Text to read:
★ ★ ★ ★

Single by Tyla and Wizkid

from the EP WWP
- Released: 24 July 2025
- Recorded: 2022–2025
- Label: FAX; Epic;
- Songwriters: Tyla Seethal; Bibi Bourelly; Peace Oredope; Jo Caleb; Adekunle Emmanuel Oluwaseyi; Corey Marlon Lindsay-Keay; Elvis Chimezie Akujobi; Ayodeji Ibrahim Balogun;
- Producer: P.Priime

Tyla singles chronology
| "Is It" (2025) | "Dynamite" (2025) | "PBT" (2025) |

Wizkid singles chronology
| "Kai!" (2025) | "Dynamite" (2025) | "One Condition" (2025) |

Music video
- "Dynamite" on YouTube

= Dynamite (Tyla and Wizkid song) =

"Dynamite" is a song by South African singer Tyla and Nigerian singer Wizkid. It was released on 24 July 2025 by FAX and Epic Records, as the third single from Tyla's EP, WWP.

== Composition ==
Tyla has said in multiple interviews that she has had "Dynamite" as a demo since 2022.

==Personnel==
Credits were adapted from Apple Music.

★ ★ ★ ★

Extracted data entries:
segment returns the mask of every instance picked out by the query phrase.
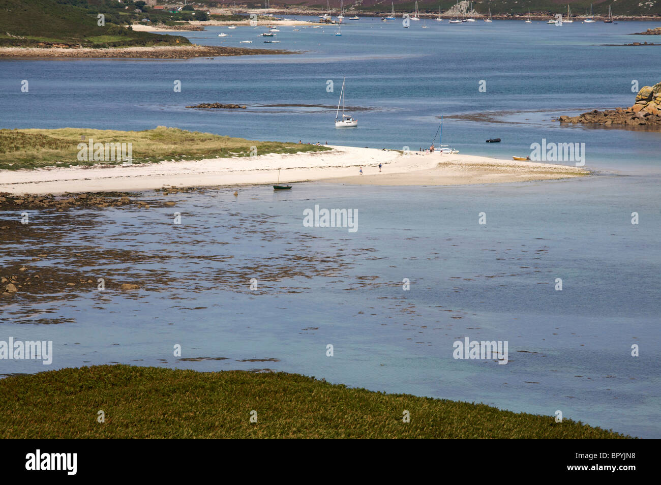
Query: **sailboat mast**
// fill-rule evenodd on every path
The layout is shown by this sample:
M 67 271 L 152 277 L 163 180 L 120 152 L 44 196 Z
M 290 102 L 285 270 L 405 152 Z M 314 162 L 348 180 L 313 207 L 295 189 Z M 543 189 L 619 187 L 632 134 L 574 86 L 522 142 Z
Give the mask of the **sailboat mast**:
M 344 78 L 342 78 L 342 94 L 344 92 Z M 344 102 L 346 100 L 346 94 L 342 96 L 342 119 L 344 120 Z
M 344 93 L 344 78 L 342 79 L 342 91 L 340 91 L 340 100 L 337 102 L 337 111 L 335 112 L 335 119 L 337 120 L 337 115 L 340 114 L 340 104 L 342 102 L 342 95 Z M 342 114 L 344 114 L 344 108 L 342 108 Z

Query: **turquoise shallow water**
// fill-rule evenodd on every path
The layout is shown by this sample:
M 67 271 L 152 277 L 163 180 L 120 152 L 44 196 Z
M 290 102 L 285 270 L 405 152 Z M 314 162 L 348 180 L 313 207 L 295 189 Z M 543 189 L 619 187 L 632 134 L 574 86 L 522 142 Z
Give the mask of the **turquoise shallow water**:
M 652 26 L 539 24 L 531 33 L 514 22 L 459 30 L 427 24 L 429 32 L 405 31 L 368 21 L 345 26 L 338 38 L 329 29 L 282 31 L 276 46 L 308 52 L 277 59 L 5 61 L 0 124 L 167 125 L 256 139 L 417 148 L 433 137 L 443 112 L 444 142 L 462 153 L 508 157 L 543 137 L 583 142 L 595 175 L 453 187 L 307 183 L 287 194 L 246 188 L 236 199 L 231 190 L 179 194 L 180 225 L 172 223 L 171 209 L 80 210 L 49 238 L 4 248 L 0 264 L 26 248 L 69 248 L 66 258 L 36 266 L 75 266 L 77 253 L 126 251 L 135 257 L 100 252 L 86 274 L 109 286 L 139 280 L 143 289 L 64 288 L 28 306 L 7 305 L 3 338 L 52 340 L 50 368 L 122 362 L 270 369 L 515 411 L 561 410 L 661 437 L 660 135 L 549 121 L 630 104 L 632 79 L 641 86 L 660 81 L 655 48 L 590 45 L 632 42 L 625 34 Z M 207 36 L 196 42 L 219 42 L 215 32 L 194 33 Z M 357 130 L 329 129 L 332 108 L 256 106 L 332 106 L 337 90 L 327 93 L 326 80 L 342 75 L 348 103 L 372 108 L 355 112 Z M 19 97 L 22 79 L 30 80 L 30 92 Z M 180 93 L 172 91 L 175 79 L 182 81 Z M 487 81 L 484 98 L 479 79 Z M 182 107 L 216 100 L 249 109 Z M 484 111 L 508 122 L 453 118 Z M 496 137 L 500 145 L 484 143 Z M 358 231 L 303 227 L 303 211 L 315 204 L 358 210 Z M 478 223 L 483 211 L 486 225 Z M 633 211 L 638 225 L 631 223 Z M 256 290 L 249 287 L 253 278 Z M 554 289 L 557 278 L 562 291 Z M 35 324 L 40 318 L 65 320 Z M 508 341 L 510 361 L 453 359 L 453 342 L 465 336 Z M 225 359 L 180 361 L 175 344 L 185 358 Z M 640 357 L 631 356 L 634 344 Z M 46 367 L 0 363 L 2 373 Z

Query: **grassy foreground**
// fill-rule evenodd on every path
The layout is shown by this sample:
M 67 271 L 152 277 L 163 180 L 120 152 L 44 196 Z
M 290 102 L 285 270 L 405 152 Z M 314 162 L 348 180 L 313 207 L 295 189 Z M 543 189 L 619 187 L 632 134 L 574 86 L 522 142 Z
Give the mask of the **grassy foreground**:
M 313 145 L 232 138 L 165 126 L 143 131 L 86 128 L 0 130 L 0 169 L 122 163 L 121 160 L 78 160 L 78 144 L 89 143 L 90 139 L 94 143 L 104 144 L 132 143 L 134 163 L 151 163 L 173 159 L 249 157 L 252 147 L 255 147 L 258 155 L 330 149 Z M 91 155 L 89 158 L 92 159 L 93 156 Z
M 2 439 L 629 437 L 553 416 L 284 373 L 99 365 L 9 377 L 0 395 Z M 99 410 L 105 422 L 97 422 Z M 410 422 L 403 422 L 404 410 Z

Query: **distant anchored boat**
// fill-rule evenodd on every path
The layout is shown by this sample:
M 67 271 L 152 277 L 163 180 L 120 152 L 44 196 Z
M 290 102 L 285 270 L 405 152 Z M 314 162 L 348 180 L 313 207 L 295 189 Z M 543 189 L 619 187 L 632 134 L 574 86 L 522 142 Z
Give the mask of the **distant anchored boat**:
M 278 169 L 278 182 L 273 186 L 274 190 L 288 190 L 292 188 L 291 185 L 280 185 L 280 168 Z
M 350 128 L 358 126 L 357 120 L 354 120 L 348 114 L 344 114 L 344 78 L 342 79 L 342 91 L 340 91 L 340 100 L 337 103 L 337 111 L 335 113 L 335 128 Z M 338 115 L 340 114 L 340 104 L 342 104 L 342 118 L 338 120 Z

★ ★ ★ ★

Problems to work on:
[1] In the Dynamite article, which single from Tyla's EP WWP is "Dynamite"?
[2] Transcribe the part of the Dynamite article starting at "Wizkid singles chronology" and ending at "demo since 2022.".
[3] List every songwriter credited in the Dynamite article.
These records were taken from a separate source and have no connection to the Dynamite article.

Correct answers:
[1] It is the third single from WWP.

[2]
Wizkid singles chronology
| "Kai!" (2025) | "Dynamite" (2025) | "One Condition" (2025) |

Music video
- "Dynamite" on YouTube

= Dynamite (Tyla and Wizkid song) =

"Dynamite" is a song by South African singer Tyla and Nigerian singer Wizkid. It was released on 24 July 2025 by FAX and Epic Records, as the third single from Tyla's EP, WWP.

== Composition ==
Tyla has said in multiple interviews that she has had "Dynamite" as a demo since 2022.

[3]
Tyla Seethal
Bibi Bourelly
Peace Oredope
Jo Caleb
Adekunle Emmanuel Oluwaseyi
Corey Marlon Lindsay-Keay
Elvis Chimezie Akujobi
Ayodeji Ibrahim Balogun